>> begin Data for the task

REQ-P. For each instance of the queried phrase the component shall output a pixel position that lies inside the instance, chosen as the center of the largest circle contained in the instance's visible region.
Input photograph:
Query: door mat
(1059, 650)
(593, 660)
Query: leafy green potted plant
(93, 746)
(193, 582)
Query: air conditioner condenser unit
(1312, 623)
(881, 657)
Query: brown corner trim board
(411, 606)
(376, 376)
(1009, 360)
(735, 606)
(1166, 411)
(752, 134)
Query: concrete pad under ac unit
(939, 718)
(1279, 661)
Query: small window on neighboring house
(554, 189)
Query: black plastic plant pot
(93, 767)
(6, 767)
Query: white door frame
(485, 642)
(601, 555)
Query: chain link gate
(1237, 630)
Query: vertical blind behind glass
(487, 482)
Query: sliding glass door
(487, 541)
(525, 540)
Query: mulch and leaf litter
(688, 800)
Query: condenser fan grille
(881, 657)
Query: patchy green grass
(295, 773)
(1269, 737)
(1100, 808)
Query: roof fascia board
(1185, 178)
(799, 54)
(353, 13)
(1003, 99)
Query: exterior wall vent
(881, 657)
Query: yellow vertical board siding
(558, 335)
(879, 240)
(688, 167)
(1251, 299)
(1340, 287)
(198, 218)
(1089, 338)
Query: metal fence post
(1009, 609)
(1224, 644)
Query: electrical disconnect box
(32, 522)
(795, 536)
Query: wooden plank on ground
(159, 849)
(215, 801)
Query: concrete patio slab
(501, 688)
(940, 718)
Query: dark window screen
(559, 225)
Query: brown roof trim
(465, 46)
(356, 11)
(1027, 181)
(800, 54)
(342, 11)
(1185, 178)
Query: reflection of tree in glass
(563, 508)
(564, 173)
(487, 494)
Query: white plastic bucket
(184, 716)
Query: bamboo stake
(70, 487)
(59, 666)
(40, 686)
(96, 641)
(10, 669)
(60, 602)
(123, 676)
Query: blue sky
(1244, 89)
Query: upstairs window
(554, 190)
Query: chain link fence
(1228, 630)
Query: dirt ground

>> end Data for the task

What you have to do:
Copy out the part of the listing that begins with the line containing "Query: wooden plank on ground" and runs through the end of the listing, reproducing each line as given.

Completed exercise:
Query: wooden plank on ground
(159, 849)
(215, 801)
Query: concrete patio slab
(501, 688)
(940, 718)
Query: dark window screen
(559, 225)
Query: brown roof trim
(465, 46)
(356, 11)
(1027, 181)
(800, 54)
(342, 11)
(1185, 178)
Query: reflection of tree in glass
(563, 508)
(564, 173)
(487, 494)
Query: white plastic bucket
(184, 716)
Query: bamboo stake
(70, 487)
(59, 666)
(40, 686)
(96, 641)
(10, 669)
(60, 602)
(123, 676)
Query: blue sky
(1244, 89)
Query: upstairs window
(554, 190)
Query: chain link fence
(1228, 630)
Query: dirt ground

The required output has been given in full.